Content starts

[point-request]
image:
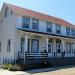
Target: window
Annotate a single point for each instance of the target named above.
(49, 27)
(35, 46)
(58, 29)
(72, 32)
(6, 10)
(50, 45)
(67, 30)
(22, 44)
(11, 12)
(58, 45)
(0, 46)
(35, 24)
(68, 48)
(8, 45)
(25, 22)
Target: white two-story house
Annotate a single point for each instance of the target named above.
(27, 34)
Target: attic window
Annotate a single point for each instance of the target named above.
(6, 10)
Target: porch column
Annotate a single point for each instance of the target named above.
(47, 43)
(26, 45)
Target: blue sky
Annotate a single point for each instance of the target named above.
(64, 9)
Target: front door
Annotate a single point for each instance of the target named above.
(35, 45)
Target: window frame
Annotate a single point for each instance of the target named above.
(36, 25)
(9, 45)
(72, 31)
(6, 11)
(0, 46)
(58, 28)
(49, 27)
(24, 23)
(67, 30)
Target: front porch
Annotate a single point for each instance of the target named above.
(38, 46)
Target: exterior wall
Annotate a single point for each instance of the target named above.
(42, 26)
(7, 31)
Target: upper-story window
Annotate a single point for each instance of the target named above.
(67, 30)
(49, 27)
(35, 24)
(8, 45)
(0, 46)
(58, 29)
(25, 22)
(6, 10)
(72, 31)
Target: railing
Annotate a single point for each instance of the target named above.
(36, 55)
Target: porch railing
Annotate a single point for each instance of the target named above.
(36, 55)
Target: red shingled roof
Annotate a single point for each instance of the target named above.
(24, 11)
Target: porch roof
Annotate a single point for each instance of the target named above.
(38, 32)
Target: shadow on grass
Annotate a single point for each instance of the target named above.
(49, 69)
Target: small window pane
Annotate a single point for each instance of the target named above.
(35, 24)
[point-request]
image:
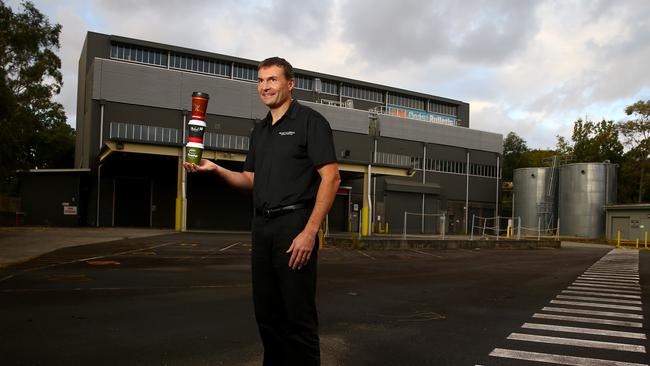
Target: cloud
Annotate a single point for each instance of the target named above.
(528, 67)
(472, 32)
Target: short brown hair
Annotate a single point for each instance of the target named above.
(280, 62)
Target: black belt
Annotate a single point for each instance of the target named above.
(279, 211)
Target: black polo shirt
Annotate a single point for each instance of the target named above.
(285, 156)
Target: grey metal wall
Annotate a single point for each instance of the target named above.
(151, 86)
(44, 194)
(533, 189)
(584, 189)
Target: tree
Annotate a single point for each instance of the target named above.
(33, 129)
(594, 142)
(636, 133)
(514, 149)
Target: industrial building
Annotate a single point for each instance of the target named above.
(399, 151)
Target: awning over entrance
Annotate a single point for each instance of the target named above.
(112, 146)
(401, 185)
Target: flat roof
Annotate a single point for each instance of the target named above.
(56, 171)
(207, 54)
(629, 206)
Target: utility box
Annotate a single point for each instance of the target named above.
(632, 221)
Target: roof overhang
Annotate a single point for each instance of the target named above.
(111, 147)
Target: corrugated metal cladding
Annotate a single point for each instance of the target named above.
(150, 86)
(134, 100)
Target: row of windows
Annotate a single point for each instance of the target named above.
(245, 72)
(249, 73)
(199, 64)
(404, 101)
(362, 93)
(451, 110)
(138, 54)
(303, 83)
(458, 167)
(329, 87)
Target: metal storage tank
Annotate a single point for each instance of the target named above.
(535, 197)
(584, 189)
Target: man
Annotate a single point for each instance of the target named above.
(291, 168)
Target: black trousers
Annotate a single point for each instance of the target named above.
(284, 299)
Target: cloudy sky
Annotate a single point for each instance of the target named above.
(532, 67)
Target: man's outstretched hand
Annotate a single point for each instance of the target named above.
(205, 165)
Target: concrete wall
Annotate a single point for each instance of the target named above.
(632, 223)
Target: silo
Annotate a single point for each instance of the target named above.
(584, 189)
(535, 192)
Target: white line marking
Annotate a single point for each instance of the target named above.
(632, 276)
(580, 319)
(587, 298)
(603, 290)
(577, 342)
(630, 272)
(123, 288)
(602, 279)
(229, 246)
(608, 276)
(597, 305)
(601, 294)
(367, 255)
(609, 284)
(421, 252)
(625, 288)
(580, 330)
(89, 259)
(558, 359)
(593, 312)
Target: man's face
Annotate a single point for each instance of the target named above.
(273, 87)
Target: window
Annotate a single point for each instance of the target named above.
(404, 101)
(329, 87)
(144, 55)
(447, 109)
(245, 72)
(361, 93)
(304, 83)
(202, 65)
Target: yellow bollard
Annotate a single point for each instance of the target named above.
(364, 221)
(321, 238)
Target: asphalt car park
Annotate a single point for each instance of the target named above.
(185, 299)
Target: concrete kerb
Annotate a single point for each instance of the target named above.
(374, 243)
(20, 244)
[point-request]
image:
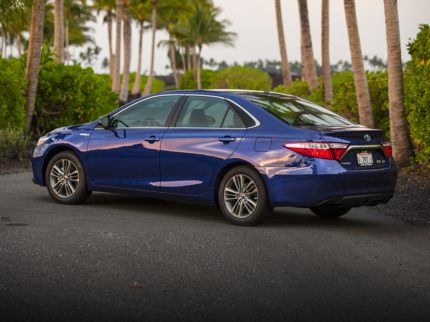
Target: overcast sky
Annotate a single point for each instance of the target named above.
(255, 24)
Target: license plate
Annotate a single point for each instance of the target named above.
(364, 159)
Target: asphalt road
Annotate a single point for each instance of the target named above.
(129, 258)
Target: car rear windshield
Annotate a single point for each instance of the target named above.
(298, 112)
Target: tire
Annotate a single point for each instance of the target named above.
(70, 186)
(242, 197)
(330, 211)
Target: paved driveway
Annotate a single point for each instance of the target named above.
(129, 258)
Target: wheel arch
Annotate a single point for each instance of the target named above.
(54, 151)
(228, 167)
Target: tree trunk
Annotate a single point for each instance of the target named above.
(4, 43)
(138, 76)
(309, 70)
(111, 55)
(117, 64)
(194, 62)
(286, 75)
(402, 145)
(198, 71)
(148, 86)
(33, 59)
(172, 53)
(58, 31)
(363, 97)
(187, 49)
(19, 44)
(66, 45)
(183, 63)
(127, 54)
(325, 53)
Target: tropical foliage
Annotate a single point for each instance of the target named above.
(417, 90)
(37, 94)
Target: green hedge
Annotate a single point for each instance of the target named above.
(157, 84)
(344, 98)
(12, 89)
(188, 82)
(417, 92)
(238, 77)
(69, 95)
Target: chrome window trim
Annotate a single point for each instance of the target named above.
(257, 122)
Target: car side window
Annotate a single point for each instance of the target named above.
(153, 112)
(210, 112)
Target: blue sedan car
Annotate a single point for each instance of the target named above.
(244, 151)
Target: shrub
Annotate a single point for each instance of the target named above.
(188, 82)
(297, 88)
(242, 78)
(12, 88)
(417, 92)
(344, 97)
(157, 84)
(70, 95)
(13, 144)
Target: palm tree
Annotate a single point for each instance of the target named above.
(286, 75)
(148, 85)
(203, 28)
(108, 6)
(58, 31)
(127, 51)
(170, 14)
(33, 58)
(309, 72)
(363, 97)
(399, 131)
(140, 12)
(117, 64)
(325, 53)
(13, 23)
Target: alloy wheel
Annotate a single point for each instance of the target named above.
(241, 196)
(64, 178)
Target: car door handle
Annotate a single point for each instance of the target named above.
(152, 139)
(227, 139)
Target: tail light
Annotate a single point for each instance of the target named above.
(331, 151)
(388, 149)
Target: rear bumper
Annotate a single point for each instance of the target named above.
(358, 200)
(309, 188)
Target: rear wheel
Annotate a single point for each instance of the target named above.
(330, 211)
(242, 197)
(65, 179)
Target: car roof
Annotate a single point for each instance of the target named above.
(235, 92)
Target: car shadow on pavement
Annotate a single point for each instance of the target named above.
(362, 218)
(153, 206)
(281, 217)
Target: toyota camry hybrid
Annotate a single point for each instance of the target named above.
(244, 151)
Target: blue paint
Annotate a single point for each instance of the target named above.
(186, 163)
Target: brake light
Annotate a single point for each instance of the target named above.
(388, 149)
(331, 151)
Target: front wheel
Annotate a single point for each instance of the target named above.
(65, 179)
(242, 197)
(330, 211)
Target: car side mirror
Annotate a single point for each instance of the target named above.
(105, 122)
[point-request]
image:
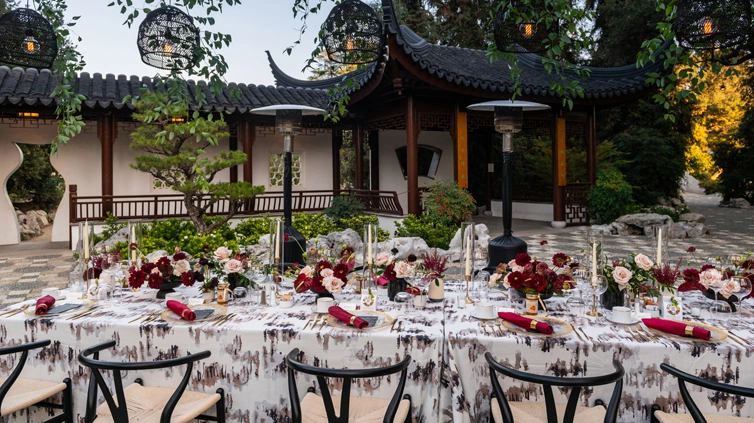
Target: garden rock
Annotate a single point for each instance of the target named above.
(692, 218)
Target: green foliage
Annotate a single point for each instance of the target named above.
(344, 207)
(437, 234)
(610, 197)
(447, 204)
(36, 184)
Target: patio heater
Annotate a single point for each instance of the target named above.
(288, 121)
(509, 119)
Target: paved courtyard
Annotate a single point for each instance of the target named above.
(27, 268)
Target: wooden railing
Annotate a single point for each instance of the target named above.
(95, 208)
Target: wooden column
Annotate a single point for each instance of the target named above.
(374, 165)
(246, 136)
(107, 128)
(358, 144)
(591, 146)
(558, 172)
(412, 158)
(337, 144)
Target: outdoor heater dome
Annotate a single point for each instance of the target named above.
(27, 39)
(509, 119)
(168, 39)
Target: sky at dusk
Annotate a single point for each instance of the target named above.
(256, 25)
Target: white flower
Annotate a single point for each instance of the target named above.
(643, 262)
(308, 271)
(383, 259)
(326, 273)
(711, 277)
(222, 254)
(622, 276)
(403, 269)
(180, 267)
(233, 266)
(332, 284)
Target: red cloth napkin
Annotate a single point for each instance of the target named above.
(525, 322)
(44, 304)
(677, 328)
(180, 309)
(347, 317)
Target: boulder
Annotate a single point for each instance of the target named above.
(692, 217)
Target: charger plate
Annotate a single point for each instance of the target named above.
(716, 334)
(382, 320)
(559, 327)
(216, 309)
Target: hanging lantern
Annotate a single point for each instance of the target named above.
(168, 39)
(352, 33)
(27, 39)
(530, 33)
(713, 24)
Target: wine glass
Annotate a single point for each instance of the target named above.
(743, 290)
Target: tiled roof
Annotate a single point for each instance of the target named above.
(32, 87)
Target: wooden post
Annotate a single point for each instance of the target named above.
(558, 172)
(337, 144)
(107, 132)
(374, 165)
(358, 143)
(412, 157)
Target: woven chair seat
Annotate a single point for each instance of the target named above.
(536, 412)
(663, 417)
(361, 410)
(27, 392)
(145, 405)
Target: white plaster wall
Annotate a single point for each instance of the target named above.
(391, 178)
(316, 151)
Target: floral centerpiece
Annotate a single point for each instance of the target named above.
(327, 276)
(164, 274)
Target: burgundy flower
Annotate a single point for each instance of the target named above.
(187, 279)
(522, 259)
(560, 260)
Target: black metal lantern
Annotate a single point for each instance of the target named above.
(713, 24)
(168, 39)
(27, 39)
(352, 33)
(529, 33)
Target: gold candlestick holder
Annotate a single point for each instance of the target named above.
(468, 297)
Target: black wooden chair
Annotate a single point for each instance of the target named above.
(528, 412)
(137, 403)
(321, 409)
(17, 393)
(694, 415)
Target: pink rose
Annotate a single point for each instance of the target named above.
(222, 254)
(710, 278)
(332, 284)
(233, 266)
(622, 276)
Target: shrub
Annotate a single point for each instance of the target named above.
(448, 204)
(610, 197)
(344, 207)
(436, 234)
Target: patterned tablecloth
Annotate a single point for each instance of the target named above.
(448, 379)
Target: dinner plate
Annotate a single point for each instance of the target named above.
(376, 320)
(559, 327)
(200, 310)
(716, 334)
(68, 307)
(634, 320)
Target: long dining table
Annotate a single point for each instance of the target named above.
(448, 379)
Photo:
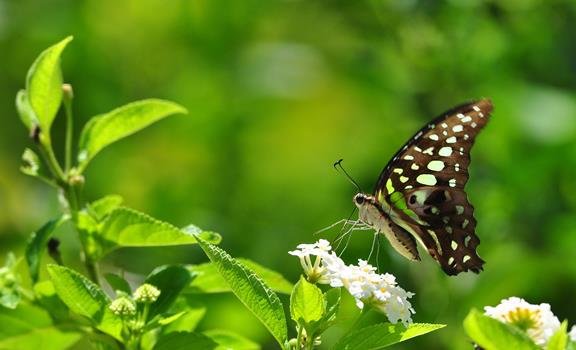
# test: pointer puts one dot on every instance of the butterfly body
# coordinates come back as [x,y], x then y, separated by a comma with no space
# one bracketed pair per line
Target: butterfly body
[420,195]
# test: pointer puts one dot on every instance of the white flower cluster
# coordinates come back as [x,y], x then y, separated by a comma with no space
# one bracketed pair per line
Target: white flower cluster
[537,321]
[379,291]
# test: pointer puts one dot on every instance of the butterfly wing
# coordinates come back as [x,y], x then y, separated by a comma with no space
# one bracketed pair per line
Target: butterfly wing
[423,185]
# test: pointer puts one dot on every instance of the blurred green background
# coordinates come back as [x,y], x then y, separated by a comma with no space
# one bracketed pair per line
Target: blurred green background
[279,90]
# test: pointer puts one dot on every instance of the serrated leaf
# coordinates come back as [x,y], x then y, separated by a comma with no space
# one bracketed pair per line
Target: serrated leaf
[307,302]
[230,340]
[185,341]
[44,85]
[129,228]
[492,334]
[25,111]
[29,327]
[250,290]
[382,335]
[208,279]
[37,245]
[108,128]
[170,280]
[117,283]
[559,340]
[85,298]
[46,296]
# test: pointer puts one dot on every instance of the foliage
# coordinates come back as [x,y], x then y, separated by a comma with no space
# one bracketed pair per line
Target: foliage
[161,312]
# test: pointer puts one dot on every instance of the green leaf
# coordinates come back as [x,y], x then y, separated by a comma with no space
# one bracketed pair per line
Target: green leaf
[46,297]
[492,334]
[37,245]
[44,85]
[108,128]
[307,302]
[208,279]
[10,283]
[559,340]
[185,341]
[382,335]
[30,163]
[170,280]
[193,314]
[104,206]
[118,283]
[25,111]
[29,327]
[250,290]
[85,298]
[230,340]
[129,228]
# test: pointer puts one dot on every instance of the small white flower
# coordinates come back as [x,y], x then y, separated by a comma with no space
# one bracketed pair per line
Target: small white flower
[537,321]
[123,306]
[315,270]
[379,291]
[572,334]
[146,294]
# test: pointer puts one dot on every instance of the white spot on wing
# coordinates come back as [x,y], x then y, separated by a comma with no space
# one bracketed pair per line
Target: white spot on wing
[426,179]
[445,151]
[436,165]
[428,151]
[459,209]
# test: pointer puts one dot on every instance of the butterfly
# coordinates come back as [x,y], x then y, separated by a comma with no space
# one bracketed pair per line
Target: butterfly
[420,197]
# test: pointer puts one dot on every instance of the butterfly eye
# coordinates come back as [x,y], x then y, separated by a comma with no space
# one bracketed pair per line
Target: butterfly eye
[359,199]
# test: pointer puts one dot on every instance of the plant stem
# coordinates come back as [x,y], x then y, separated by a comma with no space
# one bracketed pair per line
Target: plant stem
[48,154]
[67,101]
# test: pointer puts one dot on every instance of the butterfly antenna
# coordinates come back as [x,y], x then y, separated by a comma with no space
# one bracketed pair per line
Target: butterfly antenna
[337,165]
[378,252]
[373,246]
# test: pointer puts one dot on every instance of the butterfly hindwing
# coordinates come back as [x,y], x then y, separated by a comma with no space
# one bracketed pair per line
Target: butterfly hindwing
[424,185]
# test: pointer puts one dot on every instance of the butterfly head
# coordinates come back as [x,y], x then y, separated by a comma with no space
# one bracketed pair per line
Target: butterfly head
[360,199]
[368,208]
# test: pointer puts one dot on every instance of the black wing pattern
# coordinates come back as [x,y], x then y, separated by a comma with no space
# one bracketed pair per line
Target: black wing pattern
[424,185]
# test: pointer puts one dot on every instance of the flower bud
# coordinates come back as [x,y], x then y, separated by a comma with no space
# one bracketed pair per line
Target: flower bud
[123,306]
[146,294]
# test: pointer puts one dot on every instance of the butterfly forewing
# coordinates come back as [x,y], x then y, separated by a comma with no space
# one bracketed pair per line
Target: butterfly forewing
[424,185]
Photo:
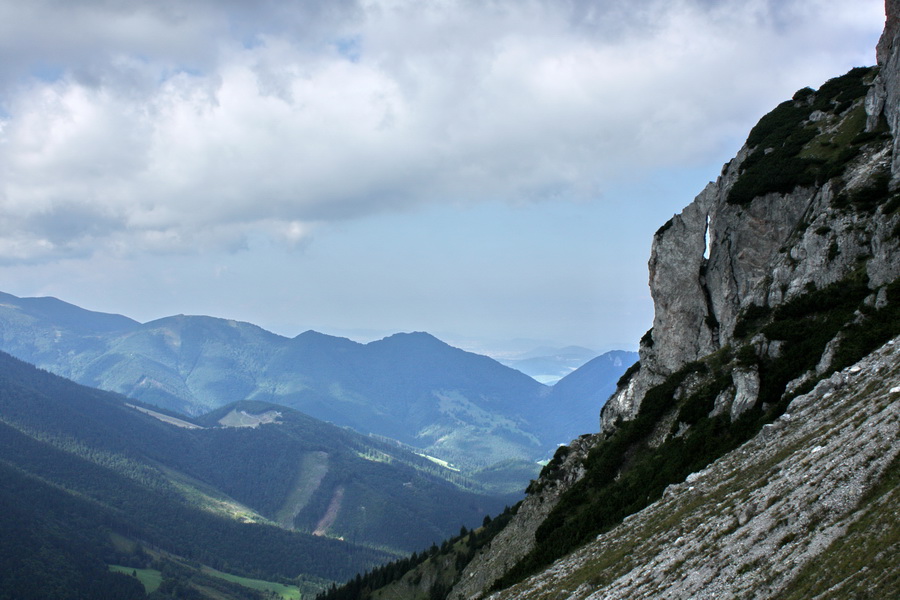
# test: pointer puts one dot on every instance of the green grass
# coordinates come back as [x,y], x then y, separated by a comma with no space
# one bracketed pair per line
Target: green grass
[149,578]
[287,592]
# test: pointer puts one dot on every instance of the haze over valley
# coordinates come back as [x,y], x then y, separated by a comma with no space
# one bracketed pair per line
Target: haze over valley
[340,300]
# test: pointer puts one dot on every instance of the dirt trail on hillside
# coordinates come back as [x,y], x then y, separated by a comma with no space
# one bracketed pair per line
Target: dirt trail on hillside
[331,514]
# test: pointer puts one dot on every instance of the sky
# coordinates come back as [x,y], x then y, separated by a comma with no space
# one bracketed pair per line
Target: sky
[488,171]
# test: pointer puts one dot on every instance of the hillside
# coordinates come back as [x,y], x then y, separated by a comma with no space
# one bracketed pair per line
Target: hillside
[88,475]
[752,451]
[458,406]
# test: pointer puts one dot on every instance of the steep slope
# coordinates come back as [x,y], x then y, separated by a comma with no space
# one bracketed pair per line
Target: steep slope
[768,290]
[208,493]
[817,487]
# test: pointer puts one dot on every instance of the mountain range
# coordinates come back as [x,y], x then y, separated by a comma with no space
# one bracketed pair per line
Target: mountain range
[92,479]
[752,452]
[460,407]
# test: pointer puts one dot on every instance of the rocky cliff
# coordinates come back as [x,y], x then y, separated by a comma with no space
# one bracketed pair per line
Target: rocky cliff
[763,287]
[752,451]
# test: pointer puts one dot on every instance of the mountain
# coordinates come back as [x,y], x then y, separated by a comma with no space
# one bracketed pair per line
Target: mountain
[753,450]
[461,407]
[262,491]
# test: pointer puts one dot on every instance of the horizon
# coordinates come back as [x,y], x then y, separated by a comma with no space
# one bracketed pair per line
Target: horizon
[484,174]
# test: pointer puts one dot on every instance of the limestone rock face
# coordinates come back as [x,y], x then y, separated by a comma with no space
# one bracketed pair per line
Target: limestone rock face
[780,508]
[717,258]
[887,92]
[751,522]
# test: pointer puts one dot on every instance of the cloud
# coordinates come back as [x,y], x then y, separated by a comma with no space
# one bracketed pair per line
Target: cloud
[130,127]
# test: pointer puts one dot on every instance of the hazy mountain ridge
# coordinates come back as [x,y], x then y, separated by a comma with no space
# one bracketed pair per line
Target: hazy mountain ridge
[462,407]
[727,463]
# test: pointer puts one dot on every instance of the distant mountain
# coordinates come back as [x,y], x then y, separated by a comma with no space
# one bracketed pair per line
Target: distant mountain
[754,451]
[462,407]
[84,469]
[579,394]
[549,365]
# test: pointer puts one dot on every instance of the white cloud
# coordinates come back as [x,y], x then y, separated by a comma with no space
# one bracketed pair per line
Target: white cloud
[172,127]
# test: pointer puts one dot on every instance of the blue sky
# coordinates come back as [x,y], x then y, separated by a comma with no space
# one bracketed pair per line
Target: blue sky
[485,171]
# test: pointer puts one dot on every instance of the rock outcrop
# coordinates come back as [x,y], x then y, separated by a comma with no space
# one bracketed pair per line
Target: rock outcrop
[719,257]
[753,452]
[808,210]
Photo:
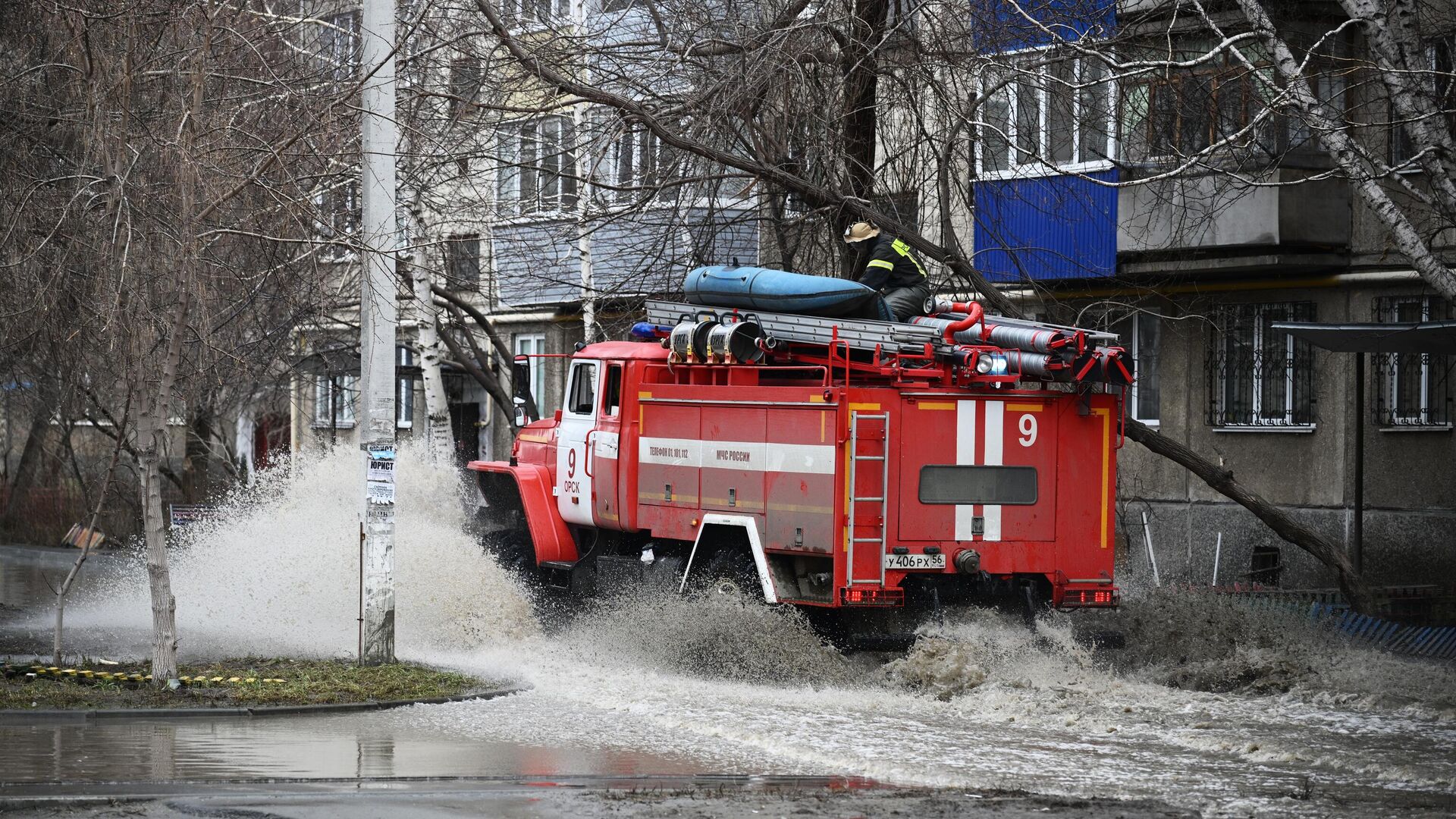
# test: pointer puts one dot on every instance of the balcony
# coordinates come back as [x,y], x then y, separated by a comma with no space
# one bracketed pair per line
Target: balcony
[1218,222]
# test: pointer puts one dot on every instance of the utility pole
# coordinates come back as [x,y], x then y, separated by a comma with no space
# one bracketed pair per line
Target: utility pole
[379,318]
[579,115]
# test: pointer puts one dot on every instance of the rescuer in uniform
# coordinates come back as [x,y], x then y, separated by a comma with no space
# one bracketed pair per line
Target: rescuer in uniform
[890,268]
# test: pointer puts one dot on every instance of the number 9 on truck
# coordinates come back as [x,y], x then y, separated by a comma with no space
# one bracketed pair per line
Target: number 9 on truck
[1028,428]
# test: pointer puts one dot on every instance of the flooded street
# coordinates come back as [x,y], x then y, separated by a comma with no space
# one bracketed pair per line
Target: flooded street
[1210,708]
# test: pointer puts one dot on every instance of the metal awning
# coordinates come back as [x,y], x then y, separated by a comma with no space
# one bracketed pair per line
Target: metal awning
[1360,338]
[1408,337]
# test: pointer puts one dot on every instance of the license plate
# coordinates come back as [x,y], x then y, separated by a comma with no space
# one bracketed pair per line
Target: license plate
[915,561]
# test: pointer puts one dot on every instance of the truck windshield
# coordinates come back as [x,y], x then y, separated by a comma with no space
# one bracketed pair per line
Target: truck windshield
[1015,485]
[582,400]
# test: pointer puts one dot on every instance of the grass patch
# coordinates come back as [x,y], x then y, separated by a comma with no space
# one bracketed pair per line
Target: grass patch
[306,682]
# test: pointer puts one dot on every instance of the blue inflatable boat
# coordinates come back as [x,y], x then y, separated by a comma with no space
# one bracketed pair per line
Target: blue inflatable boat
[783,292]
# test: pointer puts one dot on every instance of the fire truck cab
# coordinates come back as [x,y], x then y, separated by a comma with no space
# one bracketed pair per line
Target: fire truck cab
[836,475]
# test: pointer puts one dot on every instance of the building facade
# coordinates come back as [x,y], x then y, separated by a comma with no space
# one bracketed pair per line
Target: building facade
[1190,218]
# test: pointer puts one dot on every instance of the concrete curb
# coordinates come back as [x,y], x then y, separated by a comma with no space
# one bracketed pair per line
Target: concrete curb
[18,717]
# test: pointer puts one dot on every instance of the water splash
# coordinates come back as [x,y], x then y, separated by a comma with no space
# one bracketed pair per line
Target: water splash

Content ends

:: Action item ::
Among the entries, how many lines contain the string "chair"? Give the number without anything else.

:: Written solution ::
2